Please read the text about a father's death below and name the illness he was dying of.

*** Text excerpt Section Begins ***

I had assumed that my father would quietly die in his sleep, or be there one moment, lucid and talking, and next his eyes glaze over as he took one last gentle inhale of breath. I expected to see the same dignity and strength in dying that I saw in my father in life. I expected many things, from Loren’s noble rage to Dickinson’s polite and genteel acceptance. I wasn’t expecting what happened.

I decided to re-print the entire post I wrote, including the writing which I had pulled–if for no other reason then a reminder that there is a difference between fighting for life and fighting against death.

—-

In Memoria

I had finally gone through all of Dad’s books and decided which to keep, and which to give away. I called the library, but they weren’t accepted any new book donations until April. The lady I talked to asked what kind of books they were. I said they were mainly mystery and detective novels. She suggested I call the local Veterans hospital and see if they could use them.

The hospital said they’d be grateful for the donation, and I went down to drop them off at the Jefferson Barracks Medical Clinic. The weather was fine today, and the place was very pretty with the old barracks buildings and their peeling paint. I asked the person who helped me unload the books if I could take pictures, but she I better not – the place is also the local Homeland Security office.

The hospital is right next to the National Cemetary and I stopped by it to take photos. There were several funerals underway in various places and I could, from time to time, hear the faint echo of shots being fired. It never fails to move me to see the row after row of white gravestones, especially so soon after my own father’s death. I was grateful for the camera, because through it I could view everything dispassionately. I managed fine up until I heard the single trumpet playing Taps.

The sound brought back the memories I still haven’t resolved yet, of my Dad’s death. Especially the Monday before he died, when I was the only one with him in the early morning when the morphine started wearing off.

Dad was dying of congestive heart failure, and it can feel like you’re drowning at times, which is why he was kept so heavily sedated. When he started to become aware, he began to panic when he had trouble breathing and kept patting at his chest and asked me to help him. The most I could do was ring for the nurse and ask for more sedation.

It was the morning busy time and she was late, and Dad got worse and I finally screamed out “..for someone to come help me, Damn it!”

Several people ran into the room, and one nurse went to get the shot, and a second came in to help calm Dad and me, because by this time I was crying so hard I couldn’t stop. When she left, I sat next to Dad, still crying, telling him how much I loved him.

I don’t know where he found the strength, but he pushed himself up on his left side and somehow brought his arm around me, and dragged himself over to the edge of the bed so he was almost in my arms.

I clasped him tightly, and softly told him that it was okay now, and that it was time to think about letting go; we had been advised to tell Dad this, so he could face the resolution of his death. He held me tighter and said just one word, in a voice that was like that of a child, exhausted and high-pitched with confusion and fear: “No”.

The nurse who went to get the shot opened the door and then stopped in astonishment at what she was seeing. She helped me get Dad back into the bed and gave him the shot. After she left, I told Dad that I loved him again, and he said, so faint I could hardly hear him, “love you, dear”. He then fell asleep, and from there to a coma, and never woke up again.


What price

I sat that last night alone with Dad, as his eyes slowly began to turn a odd color since the eyelids never completely closed. I watched the Travel Channel all night long, and held Dad’s hand and just listened to him breath. For four days, I had sat there and listened to my father breath.

What was the most difficult aspect of Dad’s death is that we could have made decisions to move him to a hospital and given him extraordinary care, rather than keep him in his bed at the nursing home and just provided comfort. If we did, he might have lived longer, perhaps even a few months.

Did we make the right decisions? Did we deny Dad his last chance to rage, rage against the dying of the light? I don’t know, and I never will know.

*** Text excerpt Section Ends ***
*** Data for analysis Section Begins ***

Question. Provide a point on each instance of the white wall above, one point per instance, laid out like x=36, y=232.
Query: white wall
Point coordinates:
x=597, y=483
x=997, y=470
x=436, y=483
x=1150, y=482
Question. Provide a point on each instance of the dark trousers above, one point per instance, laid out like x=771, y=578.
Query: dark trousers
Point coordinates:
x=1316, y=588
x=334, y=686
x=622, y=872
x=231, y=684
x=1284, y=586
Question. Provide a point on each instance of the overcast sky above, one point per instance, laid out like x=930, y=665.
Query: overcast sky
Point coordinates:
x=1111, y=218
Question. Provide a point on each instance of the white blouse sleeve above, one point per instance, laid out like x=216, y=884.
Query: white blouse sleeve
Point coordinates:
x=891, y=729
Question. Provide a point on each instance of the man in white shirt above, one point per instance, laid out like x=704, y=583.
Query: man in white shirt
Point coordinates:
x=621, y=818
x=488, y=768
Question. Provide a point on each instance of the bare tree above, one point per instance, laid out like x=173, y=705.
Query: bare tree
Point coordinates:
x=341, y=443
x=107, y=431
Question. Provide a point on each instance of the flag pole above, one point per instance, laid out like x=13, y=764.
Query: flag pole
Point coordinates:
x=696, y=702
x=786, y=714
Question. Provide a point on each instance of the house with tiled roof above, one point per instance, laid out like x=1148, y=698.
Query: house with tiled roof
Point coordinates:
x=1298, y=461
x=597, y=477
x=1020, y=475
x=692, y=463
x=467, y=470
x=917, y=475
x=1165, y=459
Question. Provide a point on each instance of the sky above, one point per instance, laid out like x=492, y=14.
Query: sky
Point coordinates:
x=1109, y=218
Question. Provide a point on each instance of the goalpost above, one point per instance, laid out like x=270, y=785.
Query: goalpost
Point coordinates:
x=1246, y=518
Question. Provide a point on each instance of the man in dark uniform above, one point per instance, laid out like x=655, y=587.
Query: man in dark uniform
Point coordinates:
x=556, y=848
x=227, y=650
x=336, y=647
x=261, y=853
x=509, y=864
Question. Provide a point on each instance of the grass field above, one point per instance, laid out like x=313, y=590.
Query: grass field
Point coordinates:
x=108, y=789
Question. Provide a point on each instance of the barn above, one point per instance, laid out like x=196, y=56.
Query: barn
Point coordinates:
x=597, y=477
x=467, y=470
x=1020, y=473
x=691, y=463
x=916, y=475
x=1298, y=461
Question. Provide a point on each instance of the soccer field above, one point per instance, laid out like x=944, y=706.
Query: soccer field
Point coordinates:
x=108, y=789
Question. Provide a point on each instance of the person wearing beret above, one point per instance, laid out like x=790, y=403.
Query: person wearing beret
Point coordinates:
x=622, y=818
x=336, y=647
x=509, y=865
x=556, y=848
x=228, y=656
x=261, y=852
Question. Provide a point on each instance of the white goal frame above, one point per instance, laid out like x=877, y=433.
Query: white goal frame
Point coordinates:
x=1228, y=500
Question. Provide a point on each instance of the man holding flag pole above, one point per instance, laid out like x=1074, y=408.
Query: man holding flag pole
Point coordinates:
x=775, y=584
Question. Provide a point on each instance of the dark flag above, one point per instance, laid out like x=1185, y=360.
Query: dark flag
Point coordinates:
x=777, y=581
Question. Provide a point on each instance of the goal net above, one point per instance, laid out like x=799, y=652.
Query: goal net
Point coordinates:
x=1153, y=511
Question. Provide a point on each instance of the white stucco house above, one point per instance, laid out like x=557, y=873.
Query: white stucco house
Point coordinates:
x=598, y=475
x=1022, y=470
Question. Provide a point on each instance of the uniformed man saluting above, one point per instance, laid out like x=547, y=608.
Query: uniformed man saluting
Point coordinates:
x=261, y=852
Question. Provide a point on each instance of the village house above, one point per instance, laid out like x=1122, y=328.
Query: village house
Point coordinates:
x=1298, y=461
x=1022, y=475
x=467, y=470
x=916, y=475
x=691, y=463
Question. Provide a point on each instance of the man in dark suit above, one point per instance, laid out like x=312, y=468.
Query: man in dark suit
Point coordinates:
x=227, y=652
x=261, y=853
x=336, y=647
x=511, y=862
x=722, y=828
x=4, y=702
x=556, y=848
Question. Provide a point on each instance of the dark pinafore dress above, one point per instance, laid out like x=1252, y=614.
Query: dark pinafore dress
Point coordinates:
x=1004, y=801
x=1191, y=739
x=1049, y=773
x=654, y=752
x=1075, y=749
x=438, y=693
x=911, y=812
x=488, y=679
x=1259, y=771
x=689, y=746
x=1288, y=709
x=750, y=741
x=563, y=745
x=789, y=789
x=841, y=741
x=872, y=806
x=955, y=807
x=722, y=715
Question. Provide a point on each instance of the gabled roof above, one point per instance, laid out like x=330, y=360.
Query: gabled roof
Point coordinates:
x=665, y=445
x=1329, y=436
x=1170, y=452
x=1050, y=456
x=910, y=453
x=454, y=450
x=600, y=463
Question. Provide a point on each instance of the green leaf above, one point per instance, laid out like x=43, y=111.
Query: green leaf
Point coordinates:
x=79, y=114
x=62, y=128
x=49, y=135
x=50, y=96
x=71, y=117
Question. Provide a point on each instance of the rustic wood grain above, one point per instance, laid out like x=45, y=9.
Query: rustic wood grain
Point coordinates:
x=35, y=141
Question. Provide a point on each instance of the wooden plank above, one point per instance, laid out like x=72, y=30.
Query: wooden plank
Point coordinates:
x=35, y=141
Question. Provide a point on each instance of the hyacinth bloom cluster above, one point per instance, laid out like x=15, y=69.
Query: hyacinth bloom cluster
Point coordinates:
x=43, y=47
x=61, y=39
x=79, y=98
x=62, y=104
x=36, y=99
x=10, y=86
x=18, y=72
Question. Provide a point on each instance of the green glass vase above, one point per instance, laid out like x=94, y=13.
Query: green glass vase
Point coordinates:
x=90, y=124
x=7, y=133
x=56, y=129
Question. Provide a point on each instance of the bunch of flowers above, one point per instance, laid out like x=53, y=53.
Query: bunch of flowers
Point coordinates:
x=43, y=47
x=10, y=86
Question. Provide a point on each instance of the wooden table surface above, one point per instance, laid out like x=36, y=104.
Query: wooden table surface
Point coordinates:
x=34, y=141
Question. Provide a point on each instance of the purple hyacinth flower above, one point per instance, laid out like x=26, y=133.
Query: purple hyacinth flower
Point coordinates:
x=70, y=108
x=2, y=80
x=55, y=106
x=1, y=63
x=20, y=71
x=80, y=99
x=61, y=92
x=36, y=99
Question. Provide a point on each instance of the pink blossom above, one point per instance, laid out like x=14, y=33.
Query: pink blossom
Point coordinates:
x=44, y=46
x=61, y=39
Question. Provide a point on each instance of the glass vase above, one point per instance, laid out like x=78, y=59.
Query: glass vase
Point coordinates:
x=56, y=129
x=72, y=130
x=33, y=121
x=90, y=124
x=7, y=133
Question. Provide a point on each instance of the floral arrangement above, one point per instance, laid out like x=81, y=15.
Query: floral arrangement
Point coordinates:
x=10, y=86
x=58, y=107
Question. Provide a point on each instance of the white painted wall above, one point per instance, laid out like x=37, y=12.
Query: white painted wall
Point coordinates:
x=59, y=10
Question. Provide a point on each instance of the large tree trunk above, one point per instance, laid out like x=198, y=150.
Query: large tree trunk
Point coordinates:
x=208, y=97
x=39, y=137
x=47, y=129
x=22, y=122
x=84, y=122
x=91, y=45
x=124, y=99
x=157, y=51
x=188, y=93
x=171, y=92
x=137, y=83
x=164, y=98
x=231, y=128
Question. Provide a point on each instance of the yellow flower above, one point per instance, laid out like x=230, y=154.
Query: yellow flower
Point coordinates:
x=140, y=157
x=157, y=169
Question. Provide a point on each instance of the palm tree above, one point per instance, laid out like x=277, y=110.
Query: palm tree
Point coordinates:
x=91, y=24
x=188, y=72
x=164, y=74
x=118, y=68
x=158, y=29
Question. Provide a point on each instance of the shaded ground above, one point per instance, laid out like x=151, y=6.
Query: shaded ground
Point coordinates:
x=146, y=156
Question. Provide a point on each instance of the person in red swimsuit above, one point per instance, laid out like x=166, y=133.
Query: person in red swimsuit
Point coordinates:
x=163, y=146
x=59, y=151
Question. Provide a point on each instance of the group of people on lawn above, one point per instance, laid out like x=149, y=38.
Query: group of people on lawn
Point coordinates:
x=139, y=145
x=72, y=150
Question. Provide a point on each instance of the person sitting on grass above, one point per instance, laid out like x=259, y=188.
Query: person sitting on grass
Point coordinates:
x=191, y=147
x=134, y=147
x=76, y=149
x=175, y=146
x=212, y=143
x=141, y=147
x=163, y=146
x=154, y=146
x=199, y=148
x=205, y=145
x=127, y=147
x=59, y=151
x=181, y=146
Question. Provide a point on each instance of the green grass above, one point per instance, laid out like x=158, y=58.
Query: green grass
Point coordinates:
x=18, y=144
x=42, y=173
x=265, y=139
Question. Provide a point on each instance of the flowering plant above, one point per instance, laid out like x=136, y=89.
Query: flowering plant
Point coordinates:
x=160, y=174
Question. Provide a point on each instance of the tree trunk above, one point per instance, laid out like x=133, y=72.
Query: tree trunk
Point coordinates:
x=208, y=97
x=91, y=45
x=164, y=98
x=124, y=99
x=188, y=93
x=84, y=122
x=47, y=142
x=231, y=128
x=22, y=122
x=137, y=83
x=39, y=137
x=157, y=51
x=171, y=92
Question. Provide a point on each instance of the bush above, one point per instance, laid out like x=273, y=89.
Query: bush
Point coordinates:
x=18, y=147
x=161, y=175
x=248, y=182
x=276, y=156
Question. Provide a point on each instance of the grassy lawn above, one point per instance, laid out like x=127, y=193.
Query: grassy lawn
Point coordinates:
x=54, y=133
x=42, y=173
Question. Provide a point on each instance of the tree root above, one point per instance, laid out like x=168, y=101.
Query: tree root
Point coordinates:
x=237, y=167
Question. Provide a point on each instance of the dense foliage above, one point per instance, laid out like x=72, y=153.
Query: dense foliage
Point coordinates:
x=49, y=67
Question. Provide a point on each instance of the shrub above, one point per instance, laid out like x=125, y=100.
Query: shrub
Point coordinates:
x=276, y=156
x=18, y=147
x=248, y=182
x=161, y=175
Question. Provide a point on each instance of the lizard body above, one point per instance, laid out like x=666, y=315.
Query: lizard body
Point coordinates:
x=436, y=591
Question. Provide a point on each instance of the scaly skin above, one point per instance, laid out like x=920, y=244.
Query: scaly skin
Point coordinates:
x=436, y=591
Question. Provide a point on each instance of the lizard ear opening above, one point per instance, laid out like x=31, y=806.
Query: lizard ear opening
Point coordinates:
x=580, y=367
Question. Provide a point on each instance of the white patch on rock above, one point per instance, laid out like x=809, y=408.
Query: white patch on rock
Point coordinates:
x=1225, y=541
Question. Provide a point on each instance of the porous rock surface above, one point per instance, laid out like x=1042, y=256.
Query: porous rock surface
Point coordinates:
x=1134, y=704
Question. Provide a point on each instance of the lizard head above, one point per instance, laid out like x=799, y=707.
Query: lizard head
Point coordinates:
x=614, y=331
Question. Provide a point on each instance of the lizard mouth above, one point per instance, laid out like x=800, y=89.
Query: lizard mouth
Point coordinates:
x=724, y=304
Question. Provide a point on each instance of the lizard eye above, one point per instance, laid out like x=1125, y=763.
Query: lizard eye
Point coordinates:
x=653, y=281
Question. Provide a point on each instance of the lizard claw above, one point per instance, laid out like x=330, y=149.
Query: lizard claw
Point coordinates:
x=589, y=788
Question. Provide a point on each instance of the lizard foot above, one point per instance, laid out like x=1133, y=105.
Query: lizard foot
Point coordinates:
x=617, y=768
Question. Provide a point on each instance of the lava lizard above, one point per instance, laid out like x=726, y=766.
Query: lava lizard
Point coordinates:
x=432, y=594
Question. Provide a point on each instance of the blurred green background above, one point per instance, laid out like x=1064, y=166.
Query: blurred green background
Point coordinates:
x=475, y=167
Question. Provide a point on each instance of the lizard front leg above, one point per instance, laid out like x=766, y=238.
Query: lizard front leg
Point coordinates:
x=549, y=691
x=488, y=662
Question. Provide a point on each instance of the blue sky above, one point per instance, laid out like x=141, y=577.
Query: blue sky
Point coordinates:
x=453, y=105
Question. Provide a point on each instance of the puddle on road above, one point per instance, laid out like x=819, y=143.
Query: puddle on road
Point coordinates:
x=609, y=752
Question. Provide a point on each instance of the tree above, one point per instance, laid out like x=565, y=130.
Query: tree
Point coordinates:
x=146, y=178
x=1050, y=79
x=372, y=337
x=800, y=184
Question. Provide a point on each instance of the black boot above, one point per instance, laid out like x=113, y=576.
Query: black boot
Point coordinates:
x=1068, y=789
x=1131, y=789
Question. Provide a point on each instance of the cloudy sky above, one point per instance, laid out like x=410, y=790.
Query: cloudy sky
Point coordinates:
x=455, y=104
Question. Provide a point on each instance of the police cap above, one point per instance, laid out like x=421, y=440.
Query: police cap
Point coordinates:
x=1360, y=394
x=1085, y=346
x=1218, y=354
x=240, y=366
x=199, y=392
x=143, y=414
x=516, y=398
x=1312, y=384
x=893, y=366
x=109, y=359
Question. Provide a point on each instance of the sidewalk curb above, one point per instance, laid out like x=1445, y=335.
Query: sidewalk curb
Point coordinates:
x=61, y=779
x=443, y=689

*** Data for analysis Section Ends ***

* **Result**
Congestive heart failure.